**Required task**. Take the material and output all of it exactly.

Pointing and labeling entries
◇ ◇ ◇ ◇

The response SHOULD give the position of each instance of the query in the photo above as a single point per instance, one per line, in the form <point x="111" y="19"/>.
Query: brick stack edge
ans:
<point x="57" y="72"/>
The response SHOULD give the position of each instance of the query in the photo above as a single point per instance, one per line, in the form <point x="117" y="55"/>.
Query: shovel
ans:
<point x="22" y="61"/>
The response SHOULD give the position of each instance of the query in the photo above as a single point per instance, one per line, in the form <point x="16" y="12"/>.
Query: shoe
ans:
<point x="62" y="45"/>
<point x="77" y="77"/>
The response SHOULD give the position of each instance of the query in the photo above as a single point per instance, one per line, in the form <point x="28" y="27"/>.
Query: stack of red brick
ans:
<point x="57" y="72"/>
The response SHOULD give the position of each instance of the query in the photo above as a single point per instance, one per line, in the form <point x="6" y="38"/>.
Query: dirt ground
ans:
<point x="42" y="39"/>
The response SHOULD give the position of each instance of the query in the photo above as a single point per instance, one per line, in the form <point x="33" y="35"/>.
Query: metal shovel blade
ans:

◇ ◇ ◇ ◇

**Exercise output**.
The response SHOULD give the position of each instance of the query in the photo above as a single point per instance, one per line, in the form <point x="111" y="19"/>.
Query: brick stack edge
ans:
<point x="57" y="72"/>
The response SHOULD give the position of each instance of the query in the photo above as a single point per instance, one per line, in the form <point x="117" y="55"/>.
Query: shovel
ans:
<point x="22" y="61"/>
The response SHOULD give the position of each instance of the query in the photo above as a single point per instance, one per line, in the form <point x="16" y="12"/>.
Query: shoe
ans:
<point x="62" y="45"/>
<point x="77" y="77"/>
The response SHOULD give the position of each instance of the query in the photo above as a single point per instance, one per line, in the form <point x="28" y="27"/>.
Query: stack of red brick
ans:
<point x="57" y="72"/>
The response SHOULD give the position of each instance of the query in the photo above as a single point per instance, one per line, in the form <point x="6" y="38"/>.
Query: dirt ground
ans:
<point x="42" y="39"/>
The response SHOULD give the position of each instance of the query in the photo above as a single point per instance, one per line, in the form <point x="33" y="35"/>.
Query: metal shovel blade
ans:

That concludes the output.